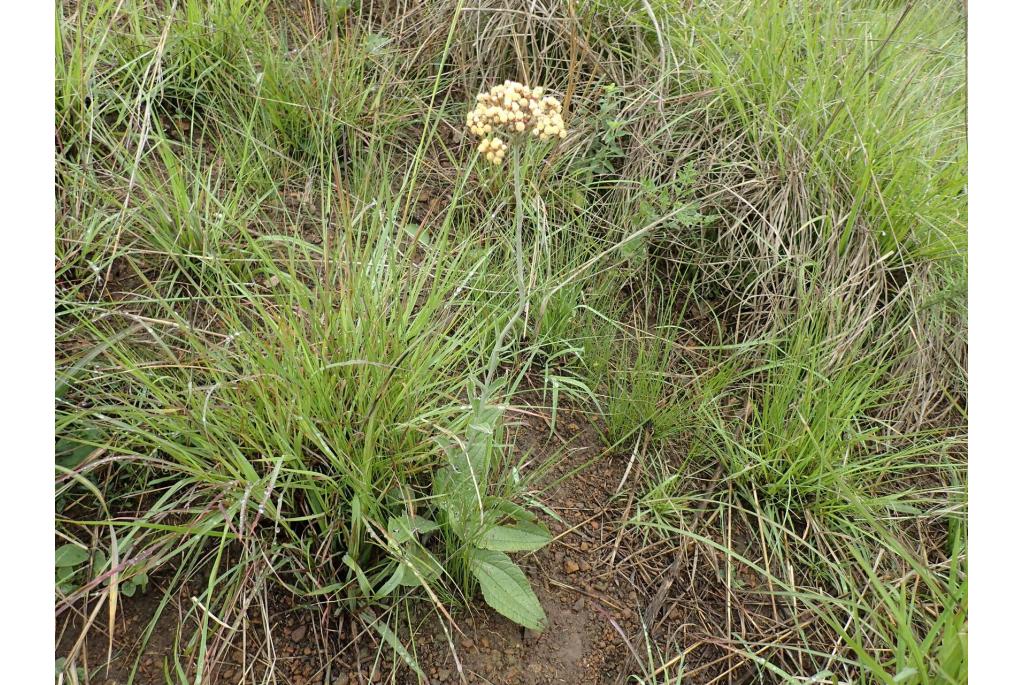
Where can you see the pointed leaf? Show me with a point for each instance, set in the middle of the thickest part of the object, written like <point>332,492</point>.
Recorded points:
<point>70,555</point>
<point>506,589</point>
<point>523,537</point>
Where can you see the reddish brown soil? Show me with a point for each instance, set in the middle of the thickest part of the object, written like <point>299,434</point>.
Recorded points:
<point>595,582</point>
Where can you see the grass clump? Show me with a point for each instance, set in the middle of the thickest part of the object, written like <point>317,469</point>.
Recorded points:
<point>297,311</point>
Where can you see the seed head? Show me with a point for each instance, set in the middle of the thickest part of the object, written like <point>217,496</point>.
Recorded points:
<point>513,108</point>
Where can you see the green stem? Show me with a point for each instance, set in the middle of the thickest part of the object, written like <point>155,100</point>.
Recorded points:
<point>520,271</point>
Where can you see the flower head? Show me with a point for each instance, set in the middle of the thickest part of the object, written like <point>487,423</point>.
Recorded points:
<point>513,108</point>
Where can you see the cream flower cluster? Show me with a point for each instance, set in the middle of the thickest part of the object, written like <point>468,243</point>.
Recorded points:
<point>513,108</point>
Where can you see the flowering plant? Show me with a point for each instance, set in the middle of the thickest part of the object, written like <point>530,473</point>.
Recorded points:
<point>513,108</point>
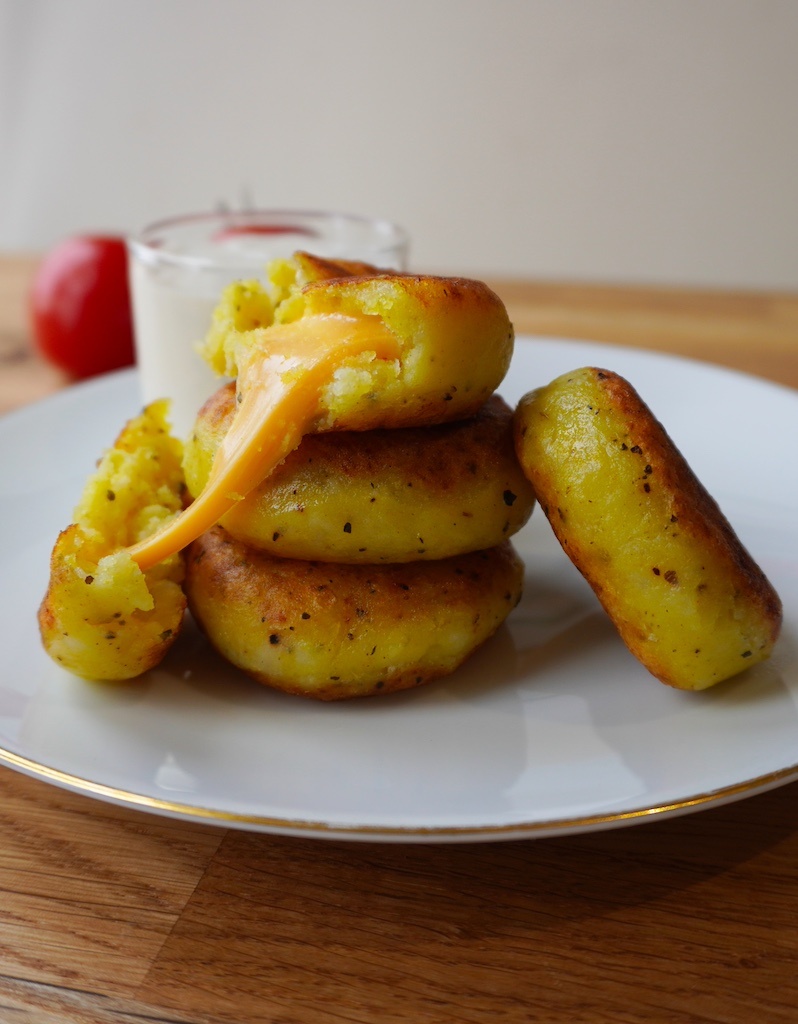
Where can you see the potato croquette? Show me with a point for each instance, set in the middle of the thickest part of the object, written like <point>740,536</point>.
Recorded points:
<point>334,631</point>
<point>101,616</point>
<point>386,496</point>
<point>685,596</point>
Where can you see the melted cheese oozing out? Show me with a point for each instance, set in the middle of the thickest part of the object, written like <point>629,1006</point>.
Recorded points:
<point>279,386</point>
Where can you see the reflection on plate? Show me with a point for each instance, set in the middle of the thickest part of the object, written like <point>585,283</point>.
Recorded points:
<point>551,728</point>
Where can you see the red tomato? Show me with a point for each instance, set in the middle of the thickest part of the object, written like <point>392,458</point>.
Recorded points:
<point>80,306</point>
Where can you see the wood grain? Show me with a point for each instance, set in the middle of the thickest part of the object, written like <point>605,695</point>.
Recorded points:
<point>109,915</point>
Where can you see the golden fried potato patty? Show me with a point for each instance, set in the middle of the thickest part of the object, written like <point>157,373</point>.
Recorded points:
<point>383,496</point>
<point>331,631</point>
<point>686,597</point>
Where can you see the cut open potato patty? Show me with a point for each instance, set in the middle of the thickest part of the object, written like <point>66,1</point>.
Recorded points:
<point>686,597</point>
<point>382,496</point>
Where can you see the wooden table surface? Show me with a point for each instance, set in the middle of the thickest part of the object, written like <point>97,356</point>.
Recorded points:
<point>109,914</point>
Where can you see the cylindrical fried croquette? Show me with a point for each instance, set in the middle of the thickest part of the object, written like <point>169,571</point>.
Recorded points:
<point>685,596</point>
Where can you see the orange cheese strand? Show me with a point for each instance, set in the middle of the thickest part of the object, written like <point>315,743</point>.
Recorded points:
<point>279,387</point>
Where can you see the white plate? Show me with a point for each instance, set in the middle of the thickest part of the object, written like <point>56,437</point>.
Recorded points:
<point>551,728</point>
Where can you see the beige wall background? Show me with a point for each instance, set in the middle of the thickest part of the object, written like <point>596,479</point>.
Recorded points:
<point>652,140</point>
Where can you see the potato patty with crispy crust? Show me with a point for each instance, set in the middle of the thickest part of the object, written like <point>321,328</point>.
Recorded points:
<point>687,599</point>
<point>334,631</point>
<point>383,496</point>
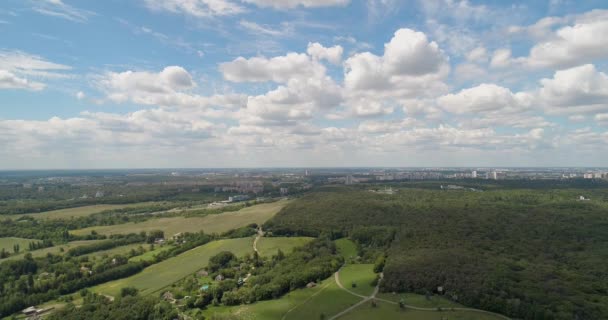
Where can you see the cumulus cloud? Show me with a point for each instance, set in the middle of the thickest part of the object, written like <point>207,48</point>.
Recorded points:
<point>411,65</point>
<point>319,52</point>
<point>580,89</point>
<point>278,69</point>
<point>170,87</point>
<point>485,98</point>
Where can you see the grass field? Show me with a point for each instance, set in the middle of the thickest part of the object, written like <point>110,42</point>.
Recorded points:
<point>218,223</point>
<point>149,255</point>
<point>386,311</point>
<point>8,243</point>
<point>165,273</point>
<point>360,274</point>
<point>346,248</point>
<point>418,300</point>
<point>301,304</point>
<point>270,246</point>
<point>54,249</point>
<point>78,211</point>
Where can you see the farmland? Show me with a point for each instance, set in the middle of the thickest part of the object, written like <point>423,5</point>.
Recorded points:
<point>163,274</point>
<point>212,223</point>
<point>78,211</point>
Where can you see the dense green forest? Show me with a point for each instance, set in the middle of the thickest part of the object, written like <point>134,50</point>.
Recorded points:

----------

▸ SET TASK: Copy every entry above word for word, leaving out the pictures.

▸ IN RESPONSE:
Where can you see the pointed leaf? Show me with a point for each instance, set in the middle of the thickest part of the object, written like <point>332,492</point>.
Recorded points:
<point>70,555</point>
<point>506,589</point>
<point>523,537</point>
Where can you see the reddish brown soil? Show me with a point for each instance, set in the middle of the thickest part of the object, written like <point>299,434</point>.
Recorded points:
<point>595,582</point>
Where can you see the grass clump? Show me with a point for each instance, set in the middle of the thickest part of the object, written like <point>317,469</point>.
Recorded points:
<point>297,311</point>
Where can you see the seed head? Show me with a point for each instance, set in the middle of the thickest part of the object, written like <point>217,496</point>.
Recorded points:
<point>513,108</point>
Where can you see the green stem? Show me with a point for each instance, set in the middle of the thickest part of the object, written like <point>155,100</point>.
Recorded points:
<point>520,271</point>
Where can you see the flower head? Show me with a point for each instance, set in the middle of the thickest part of the object, written like <point>487,423</point>.
Recorded points:
<point>513,108</point>
Where can you see the cream flower cluster? Show me with a point for each instance, set in the middle of the thickest part of the object, written like <point>468,243</point>.
Recorded points:
<point>513,108</point>
Where can you see the flowering plant? Show me with a point for each instance, set in the middle of the thickest part of the object, written like <point>530,473</point>.
Recorded points:
<point>513,108</point>
Where can you see the potato croquette? Show me with a point for each instance, set in the middle of the thickest part of the object, written like <point>740,536</point>.
Recorded points:
<point>334,631</point>
<point>101,616</point>
<point>386,496</point>
<point>685,596</point>
Where can you see the melted cheese oozing out? Show me with a point for each instance, set in the middle of the thickest part of the object, written like <point>629,1006</point>.
Recorded points:
<point>279,386</point>
Where can you see the reflection on plate? Show me with a point for each instance, set in the middle of the thickest part of the object, written like <point>585,283</point>.
Recorded points:
<point>551,728</point>
Where can you see the red tomato? Show me with a point for each instance, set in the middle of the thickest part of the object, written like <point>392,458</point>.
Recorded points:
<point>80,306</point>
Where can you see the wood grain? Show me with a point for each instance, set in the middle of the thickest part of the object, written like <point>605,695</point>.
Recorded points:
<point>109,915</point>
Where can you see the golden fried potato patty? Show me with a point for each instance, set in the middle of the thickest part of the object, written like <point>157,373</point>.
Recorded points:
<point>383,496</point>
<point>331,631</point>
<point>686,597</point>
Where can you see the cut open potato patty? Show me with a point for each instance, set in the middle of the thickest part of the object, written like <point>66,1</point>.
Recorded points:
<point>686,597</point>
<point>382,496</point>
Where can you see the wooden table surface? Show me with a point for each instance, set in the middle of the thickest part of the object, written like <point>97,356</point>.
Recorded points:
<point>109,914</point>
Where can you see the cylindrical fried croquette? Show me with a point for each instance, set in the middle of the thickest part of the object, written like <point>169,571</point>.
Recorded points:
<point>685,596</point>
Where can you see the orange cheese strand? Show me with a point for each instance, set in the middle of the thickest part of the object, written like <point>315,743</point>.
Recorded points:
<point>279,387</point>
Where can you see the white plate? Show me with a point for each instance, set in the middle of the thickest part of the object, written like <point>56,437</point>.
Recorded points:
<point>551,728</point>
Where can you see the beige wall background? Show me with a point for each instance, set in the middle of the thickest part of the object, written like <point>596,479</point>.
Recorded points:
<point>652,140</point>
Where can you see the potato patty with crispy crust? Show me with a point for each instance, set in the middle of the thickest part of the object, written like <point>321,328</point>.
Recorded points:
<point>687,599</point>
<point>334,631</point>
<point>383,496</point>
Where can you see the cumulus cloud? Show me with a point for each instance, set in the middle of the thickest part of the object, written like <point>207,48</point>.
Recorded points:
<point>411,65</point>
<point>319,52</point>
<point>580,89</point>
<point>278,69</point>
<point>170,87</point>
<point>485,98</point>
Where can you see the grass field? Show me with a point for each instance, set in the middle of the thickest part of the object, written like <point>110,42</point>.
Recorded points:
<point>218,223</point>
<point>149,255</point>
<point>386,311</point>
<point>8,243</point>
<point>165,273</point>
<point>360,274</point>
<point>346,248</point>
<point>418,300</point>
<point>301,304</point>
<point>270,246</point>
<point>54,249</point>
<point>78,211</point>
Where can you see the farmland? Show me with a point for each instance, set in the middle of the thickest part of the object, written like <point>423,5</point>.
Recorded points:
<point>163,274</point>
<point>212,223</point>
<point>78,211</point>
Where can you see the dense green forest? Show me with a point for each instance, set in the middle of the thickest part of the object, written like <point>134,50</point>.
Recorded points:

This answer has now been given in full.